**GOAL:** Please identify each line in the listing below that contains the word "hood" and copy those lines in full. Only matches with the same capitalization count.

**DATA SHOWN:**
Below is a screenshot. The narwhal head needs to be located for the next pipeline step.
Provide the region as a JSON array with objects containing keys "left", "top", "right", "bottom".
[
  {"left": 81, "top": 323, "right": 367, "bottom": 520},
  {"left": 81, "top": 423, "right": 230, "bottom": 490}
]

--

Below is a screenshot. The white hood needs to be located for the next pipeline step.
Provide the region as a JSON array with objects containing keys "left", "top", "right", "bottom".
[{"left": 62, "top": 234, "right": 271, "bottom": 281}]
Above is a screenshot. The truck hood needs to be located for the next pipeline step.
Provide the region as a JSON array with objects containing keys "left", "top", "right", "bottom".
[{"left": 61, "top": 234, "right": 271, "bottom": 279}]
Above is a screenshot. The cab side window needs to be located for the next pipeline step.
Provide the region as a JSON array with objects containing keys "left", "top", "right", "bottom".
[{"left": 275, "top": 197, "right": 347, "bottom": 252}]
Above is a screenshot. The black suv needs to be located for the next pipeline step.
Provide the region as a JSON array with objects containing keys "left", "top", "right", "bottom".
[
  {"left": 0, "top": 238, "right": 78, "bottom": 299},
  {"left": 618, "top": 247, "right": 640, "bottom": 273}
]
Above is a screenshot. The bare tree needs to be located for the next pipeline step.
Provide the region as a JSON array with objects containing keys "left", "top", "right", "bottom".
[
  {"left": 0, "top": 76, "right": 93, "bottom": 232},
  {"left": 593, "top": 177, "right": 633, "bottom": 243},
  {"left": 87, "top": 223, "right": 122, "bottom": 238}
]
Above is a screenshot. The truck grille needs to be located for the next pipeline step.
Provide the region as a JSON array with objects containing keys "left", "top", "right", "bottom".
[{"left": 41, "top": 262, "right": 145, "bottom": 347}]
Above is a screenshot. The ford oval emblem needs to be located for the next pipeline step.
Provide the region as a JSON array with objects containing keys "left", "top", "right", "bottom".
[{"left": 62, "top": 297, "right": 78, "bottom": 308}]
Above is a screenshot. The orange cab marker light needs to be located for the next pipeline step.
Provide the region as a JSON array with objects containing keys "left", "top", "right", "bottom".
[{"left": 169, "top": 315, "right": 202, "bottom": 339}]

--

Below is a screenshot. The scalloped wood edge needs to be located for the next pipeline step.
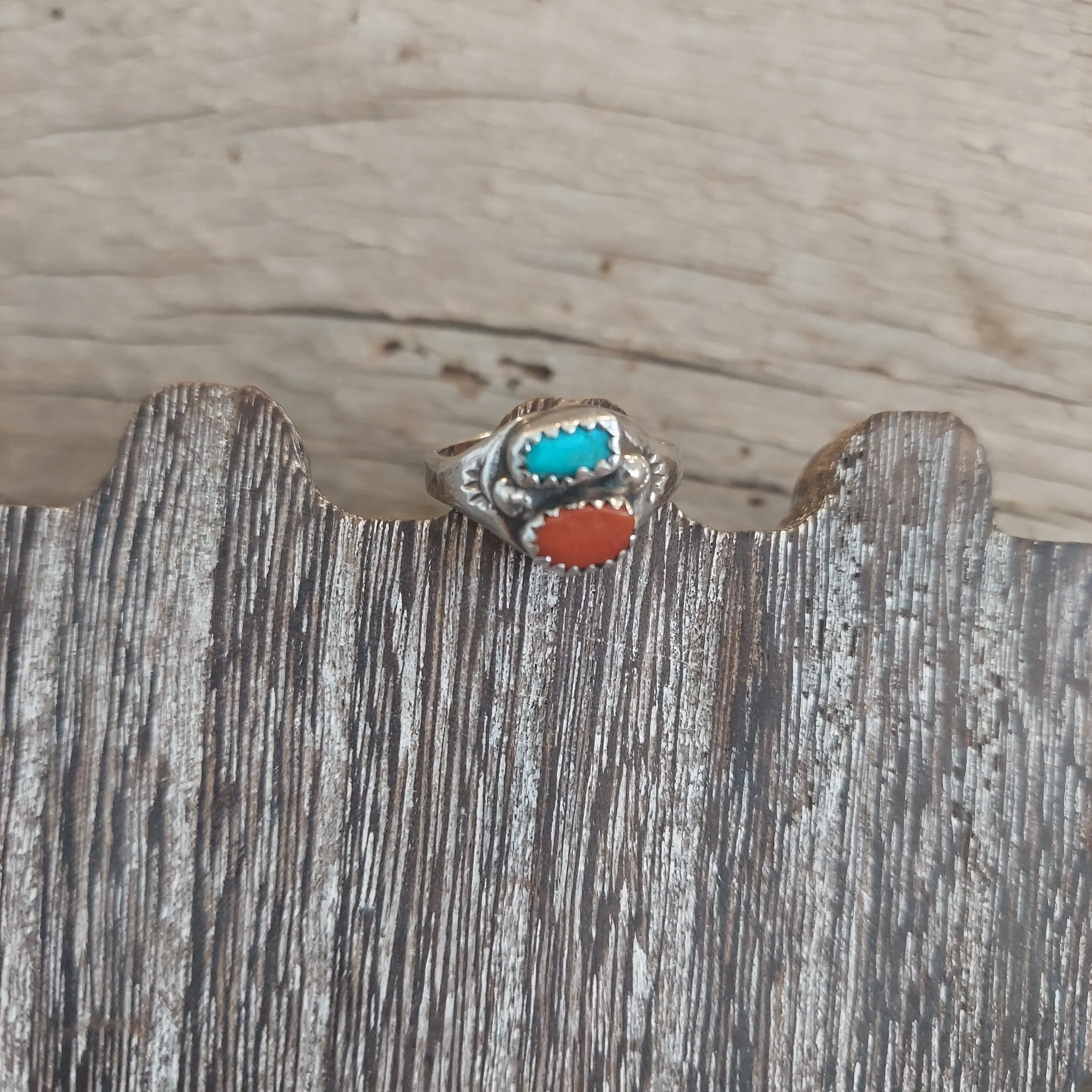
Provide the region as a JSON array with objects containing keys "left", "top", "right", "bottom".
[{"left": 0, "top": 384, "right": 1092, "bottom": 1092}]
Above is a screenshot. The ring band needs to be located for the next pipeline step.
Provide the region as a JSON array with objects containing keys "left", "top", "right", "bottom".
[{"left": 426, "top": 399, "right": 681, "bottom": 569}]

**WRITTEN REPLY:**
Below is a screenshot. The white hood needs to be located for the next pipeline step.
Above is a screenshot. The truck hood needs to be located for the next pipeline step.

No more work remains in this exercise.